(Given task)
Arrange the entries below as a two-column CSV with the header row "entry_text,answer". Give one row per entry, with its text and its answer each in a single double-quoted field and any line breaks replaced by spaces.

(Records shown)
<<<<
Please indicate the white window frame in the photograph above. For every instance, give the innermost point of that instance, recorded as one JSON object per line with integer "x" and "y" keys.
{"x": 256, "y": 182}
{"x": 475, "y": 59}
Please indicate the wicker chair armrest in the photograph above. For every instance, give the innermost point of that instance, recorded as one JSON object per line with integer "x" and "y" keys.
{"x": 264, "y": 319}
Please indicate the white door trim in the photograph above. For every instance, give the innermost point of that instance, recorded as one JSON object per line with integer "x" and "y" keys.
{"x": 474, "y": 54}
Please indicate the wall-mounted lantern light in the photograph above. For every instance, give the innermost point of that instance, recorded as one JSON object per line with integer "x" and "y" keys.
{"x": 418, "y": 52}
>>>>
(Response for this exercise)
entry_text,answer
"Please indicate the white window frame in the photograph above. For every instance, give the innermost point of that instance, recorded as one JSON object per line with integer ""x"" and ""y"" keys.","{""x"": 256, ""y"": 182} {""x"": 475, ""y"": 59}"
"Please indicate the wicker chair armrest in the photograph above. For every instance, give the innermost point of that instance, recorded as one JSON object per line with integer ""x"" and ""y"" keys.","{""x"": 264, ""y"": 319}"
"Please indicate the white door trim in the photograph above. For every instance, give the innermost point of that instance, recorded as one JSON object per line with integer ""x"" and ""y"" keys.","{""x"": 474, ""y"": 54}"
"Please indicate the wall-mounted lantern light in the photograph above. For every instance, give the innermost point of that instance, recorded as one JSON object per line with integer ""x"" and ""y"" keys.","{""x"": 418, ""y"": 52}"